## Yapılacak görev
Aşağıdaki satırlardan "peak" sözcüğünü içerenleri topla ve her birini aynen kopyala. Büyük ve küçük harf ayrımı önemlidir.

(Bir veri kaynağından alınan kayıtlar)
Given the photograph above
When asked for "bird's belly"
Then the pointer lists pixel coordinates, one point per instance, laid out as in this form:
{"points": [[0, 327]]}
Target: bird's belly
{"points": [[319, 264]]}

...

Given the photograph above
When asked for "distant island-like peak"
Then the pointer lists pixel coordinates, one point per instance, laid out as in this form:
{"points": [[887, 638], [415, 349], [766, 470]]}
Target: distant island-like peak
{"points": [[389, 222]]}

...

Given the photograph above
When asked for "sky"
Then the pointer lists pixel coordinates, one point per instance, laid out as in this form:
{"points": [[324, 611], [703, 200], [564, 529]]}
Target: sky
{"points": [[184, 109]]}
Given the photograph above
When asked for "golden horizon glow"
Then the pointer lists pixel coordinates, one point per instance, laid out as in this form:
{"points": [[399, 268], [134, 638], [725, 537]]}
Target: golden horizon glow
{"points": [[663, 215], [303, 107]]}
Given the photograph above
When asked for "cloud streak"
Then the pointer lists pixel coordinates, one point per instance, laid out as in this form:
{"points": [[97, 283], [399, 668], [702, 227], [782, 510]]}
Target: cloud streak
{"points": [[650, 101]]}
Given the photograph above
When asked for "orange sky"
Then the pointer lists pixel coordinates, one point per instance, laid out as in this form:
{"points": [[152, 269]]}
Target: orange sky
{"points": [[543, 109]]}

## Alıştırmanın sonucu
When asked for "distant island-like peak"
Target: distant island-like peak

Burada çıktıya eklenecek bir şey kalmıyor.